- **WHAT YOU WILL DO**:
Rewrite the book review from "Weather: The Ultimate" up to and including "Schwartz & Wade. $24.99.", putting "Random House" in place of "Schwartz & Wade".

- **SELECTED EXCERPT**:
November 26, 2008


Weather: The Ultimate Book of Meteorological Events. Accord Publishing/Andrews McMeel. $40.

The Lincolns: A Scrapbook Look at Abraham and Mary. By Candace Fleming. Schwartz & Wade. $24.99.

     Books make wonderful gifts for Christmas or any other special occasion, and some books, by their design and heft, really cry out to be used for gift-giving. Weather, assembled from material by the contributors of the Weather Guide Calendar, is both gorgeous to look at and tremendously informative. It is as up-to-date as worries about climate change and possible desertification, and as aware of the past as the history of the still-inexact science of forecasting. The photos are the first things you will notice, and they are simply magnificent: the Grand Canyon’s South Rim as cloud-to-ground lightning strikes; a huge tornado over Kansas, photographed from a small plane; the illusion of three suns over northern Canada, as a polar bear walks by; clouds of all shapes and sizes; the inside of an ice cave; closeup views of the gorgeous geometry of snowflakes – these and many other photos make Weather a feast for the eyes. And it nourishes the brain, too. A timeline of major events in meteorology runs from 600 B.C. to the present. A discussion of North American storm tracks explains why some areas consistently get hit much harder than others. An article on Robert Fitzroy, captain of HMS Beagle, explains his complex relationship with Charles Darwin as well as his invention of a barometer still used today. Another writeup discusses Andrew Ellicott Douglass, an astronomer by training who invented the science of studying tree rings, now used to diagnose the effects of air and water pollution. There are essays on lightning, Earth’s auroras, winds and storms (including dust storms, hurricanes and waterspouts), plus plenty of information on rain and snow and ice and other forms of water. Weather makes a lovely gift in any season for anyone with an interest in the ways the world around us affects our everyday lives – or for someone who simply wants to marvel at some splendid photographs that capture the fascinating phenomena that surround all of us.

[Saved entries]
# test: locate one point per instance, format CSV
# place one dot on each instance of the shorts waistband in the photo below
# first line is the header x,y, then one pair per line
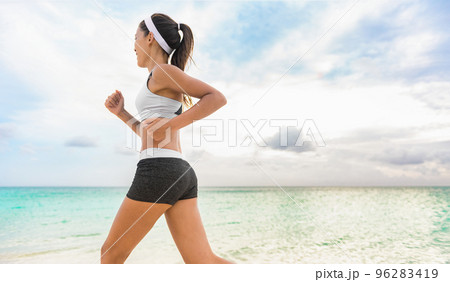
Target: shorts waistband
x,y
159,152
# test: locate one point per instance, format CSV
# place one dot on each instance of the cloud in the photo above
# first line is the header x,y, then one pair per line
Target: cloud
x,y
293,136
413,154
80,141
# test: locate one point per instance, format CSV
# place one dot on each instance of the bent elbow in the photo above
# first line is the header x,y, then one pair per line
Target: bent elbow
x,y
222,100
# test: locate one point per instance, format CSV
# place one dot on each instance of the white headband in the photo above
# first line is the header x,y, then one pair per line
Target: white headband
x,y
151,26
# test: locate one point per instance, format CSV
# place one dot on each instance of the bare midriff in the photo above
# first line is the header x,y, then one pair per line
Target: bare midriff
x,y
171,141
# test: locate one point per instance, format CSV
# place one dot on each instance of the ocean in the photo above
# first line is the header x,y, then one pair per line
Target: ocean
x,y
244,224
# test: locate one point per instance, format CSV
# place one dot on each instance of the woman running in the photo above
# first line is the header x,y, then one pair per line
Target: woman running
x,y
164,182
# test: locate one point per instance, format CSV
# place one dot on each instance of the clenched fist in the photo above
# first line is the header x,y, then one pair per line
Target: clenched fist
x,y
115,102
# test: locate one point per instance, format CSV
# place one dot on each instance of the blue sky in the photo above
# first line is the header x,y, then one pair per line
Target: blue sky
x,y
376,86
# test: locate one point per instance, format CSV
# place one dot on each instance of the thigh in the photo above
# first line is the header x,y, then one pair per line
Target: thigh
x,y
132,222
187,230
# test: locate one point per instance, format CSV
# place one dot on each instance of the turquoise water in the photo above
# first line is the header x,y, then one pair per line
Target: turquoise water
x,y
243,224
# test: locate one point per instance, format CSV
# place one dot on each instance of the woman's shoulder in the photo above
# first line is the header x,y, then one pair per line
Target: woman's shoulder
x,y
166,73
161,68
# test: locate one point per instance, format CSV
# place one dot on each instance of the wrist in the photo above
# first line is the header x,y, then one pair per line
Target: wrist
x,y
174,123
121,113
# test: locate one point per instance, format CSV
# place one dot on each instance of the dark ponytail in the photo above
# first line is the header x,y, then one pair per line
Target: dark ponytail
x,y
184,46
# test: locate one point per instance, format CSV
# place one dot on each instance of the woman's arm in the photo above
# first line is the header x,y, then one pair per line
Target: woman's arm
x,y
171,77
115,104
130,120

- **RESULT BELOW**:
Weather: The Ultimate Book of Meteorological Events. Accord Publishing/Andrews McMeel. $40.

The Lincolns: A Scrapbook Look at Abraham and Mary. By Candace Fleming. Random House. $24.99.